▸ 问题 1
请原样引用下面这篇讲变位词归类的文本中从“给定一堆单词,把变位词放一块儿去。”到“map 来边扫input 边更新map。”的那一段。

-------- 所给文本

[leetcode]49. Group Anagrams变位词归类

Given an array of strings, group anagrams together.

Example:

Input: ["eat", "tea", "tan", "ate", "nat", "bat"],
Output:
[
  ["ate","eat","tea"],
  ["nat","tan"],
  ["bat"]
]

题意:

给定一堆单词,把变位词放一块儿去。

碎碎念:

开始想说“eat” 转charArray {‘e‘, ‘a‘, ‘t‘}

“tea” 转charArray {‘t‘, ‘e‘, ‘a‘}

这样,我就错误的蜜汁以为以上charArray是相等的!

于是用一个Map<char[],  List<Integer>> map 来边扫input 边更新map。

为何要用List<Integer> ? 我蜜汁绕弯的想将index存下,最后再取出index对应的input string。 (自己都翻白眼啊!)

正确且高效的改进是,

sort “eat” 转charArray {‘e‘, ‘a‘, ‘t‘}  为字典排序 {‘a‘, ‘e‘, ‘t‘}

sort “tea” 转charArray {‘t‘, ‘e‘, ‘a‘}  为字典排序 {‘a‘, ‘e‘, ‘t‘}

Map<String,  List<String>> map 来存 <变位词sort后的同一结果,  各种可能的变位词>

Solution1:  HashMap

(1) convert each string to charArray, sort such charArray to make sure anagrams has uniform reference

(2) hashmap

(3) get all map.values()

----------------
-------- 数据集

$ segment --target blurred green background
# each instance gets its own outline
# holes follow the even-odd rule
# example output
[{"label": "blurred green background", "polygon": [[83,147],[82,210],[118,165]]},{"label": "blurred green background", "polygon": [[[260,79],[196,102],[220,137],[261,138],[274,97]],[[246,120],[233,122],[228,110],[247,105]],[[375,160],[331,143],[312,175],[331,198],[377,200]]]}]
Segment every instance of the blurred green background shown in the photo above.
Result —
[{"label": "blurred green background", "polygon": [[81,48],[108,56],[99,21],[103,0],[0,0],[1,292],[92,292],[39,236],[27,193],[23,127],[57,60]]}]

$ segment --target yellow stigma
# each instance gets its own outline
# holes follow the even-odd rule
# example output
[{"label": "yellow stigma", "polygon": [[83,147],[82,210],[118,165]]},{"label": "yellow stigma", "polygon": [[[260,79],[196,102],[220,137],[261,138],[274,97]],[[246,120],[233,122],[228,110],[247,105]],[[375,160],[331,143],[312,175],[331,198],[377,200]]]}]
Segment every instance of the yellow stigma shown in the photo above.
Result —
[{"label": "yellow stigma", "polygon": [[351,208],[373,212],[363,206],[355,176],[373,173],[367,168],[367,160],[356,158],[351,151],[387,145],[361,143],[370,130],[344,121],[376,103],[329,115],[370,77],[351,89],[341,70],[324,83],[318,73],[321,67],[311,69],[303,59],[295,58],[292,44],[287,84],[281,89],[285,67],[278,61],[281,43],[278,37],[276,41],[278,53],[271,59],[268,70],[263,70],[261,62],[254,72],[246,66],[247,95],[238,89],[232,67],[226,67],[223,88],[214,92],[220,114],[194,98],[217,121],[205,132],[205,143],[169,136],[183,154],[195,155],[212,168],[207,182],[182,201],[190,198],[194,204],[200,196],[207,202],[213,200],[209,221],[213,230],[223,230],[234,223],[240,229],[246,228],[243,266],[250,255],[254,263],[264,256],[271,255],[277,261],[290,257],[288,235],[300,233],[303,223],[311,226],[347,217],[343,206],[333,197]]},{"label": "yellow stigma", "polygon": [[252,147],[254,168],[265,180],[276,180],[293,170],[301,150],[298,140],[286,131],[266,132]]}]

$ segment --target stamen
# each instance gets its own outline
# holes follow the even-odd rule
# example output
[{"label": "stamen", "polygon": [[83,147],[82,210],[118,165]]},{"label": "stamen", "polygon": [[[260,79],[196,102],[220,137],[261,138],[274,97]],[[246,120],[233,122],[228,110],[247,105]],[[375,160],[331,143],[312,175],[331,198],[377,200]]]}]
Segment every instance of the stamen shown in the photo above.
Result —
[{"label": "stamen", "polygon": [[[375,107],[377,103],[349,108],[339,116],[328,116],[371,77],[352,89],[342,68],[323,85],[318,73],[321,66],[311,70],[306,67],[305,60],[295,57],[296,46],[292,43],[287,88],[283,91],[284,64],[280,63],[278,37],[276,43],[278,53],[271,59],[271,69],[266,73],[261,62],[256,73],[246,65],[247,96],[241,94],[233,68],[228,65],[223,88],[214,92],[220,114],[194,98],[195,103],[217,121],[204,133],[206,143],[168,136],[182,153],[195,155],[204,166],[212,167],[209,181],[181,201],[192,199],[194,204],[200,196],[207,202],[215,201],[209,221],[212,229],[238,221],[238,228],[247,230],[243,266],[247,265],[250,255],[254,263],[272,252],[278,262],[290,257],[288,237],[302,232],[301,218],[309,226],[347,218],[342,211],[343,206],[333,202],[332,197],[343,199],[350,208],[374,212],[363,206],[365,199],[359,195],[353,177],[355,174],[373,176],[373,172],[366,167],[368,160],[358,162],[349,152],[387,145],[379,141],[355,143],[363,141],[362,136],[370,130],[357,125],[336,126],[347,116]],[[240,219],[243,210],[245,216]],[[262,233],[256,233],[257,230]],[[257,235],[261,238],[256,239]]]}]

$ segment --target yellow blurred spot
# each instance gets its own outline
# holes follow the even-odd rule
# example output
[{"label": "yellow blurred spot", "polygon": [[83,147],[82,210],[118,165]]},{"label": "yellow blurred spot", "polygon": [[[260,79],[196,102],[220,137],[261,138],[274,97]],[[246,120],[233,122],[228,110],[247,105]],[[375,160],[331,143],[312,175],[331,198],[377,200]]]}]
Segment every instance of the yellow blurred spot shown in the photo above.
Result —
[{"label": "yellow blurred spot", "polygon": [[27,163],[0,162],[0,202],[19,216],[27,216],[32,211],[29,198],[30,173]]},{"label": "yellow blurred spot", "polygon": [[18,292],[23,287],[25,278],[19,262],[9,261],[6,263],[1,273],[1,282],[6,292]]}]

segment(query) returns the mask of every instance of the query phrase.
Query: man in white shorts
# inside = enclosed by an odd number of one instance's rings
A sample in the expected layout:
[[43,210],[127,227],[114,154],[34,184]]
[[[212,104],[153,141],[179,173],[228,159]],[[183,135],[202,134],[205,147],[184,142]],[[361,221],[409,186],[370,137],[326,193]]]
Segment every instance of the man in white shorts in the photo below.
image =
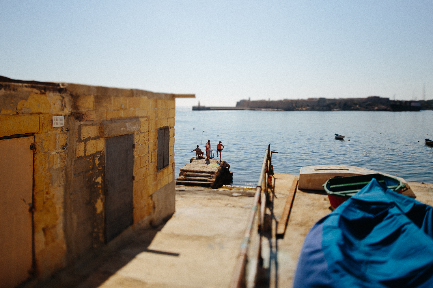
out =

----------------

▸ 问题 2
请统计上面的记录中有多少行含有字符串“target”,区分大小写,只回答一个数字。

▸ 输出 1
给定一堆单词,把变位词放一块儿去。

碎碎念:

开始想说“eat” 转charArray {‘e‘, ‘a‘, ‘t‘}

“tea” 转charArray {‘t‘, ‘e‘, ‘a‘}

这样,我就错误的蜜汁以为以上charArray是相等的!

于是用一个Map<char[],  List<Integer>> map 来边扫input 边更新map。

▸ 输出 2
4